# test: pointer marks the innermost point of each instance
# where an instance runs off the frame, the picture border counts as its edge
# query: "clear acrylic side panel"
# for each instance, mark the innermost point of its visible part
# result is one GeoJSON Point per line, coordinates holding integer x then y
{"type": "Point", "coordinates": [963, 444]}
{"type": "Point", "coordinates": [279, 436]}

○ ○ ○ ○

Count the lines in the entries above that contain the string "innermost". Case counts. Give only the number.

ANSWER TO THIS PROBLEM:
2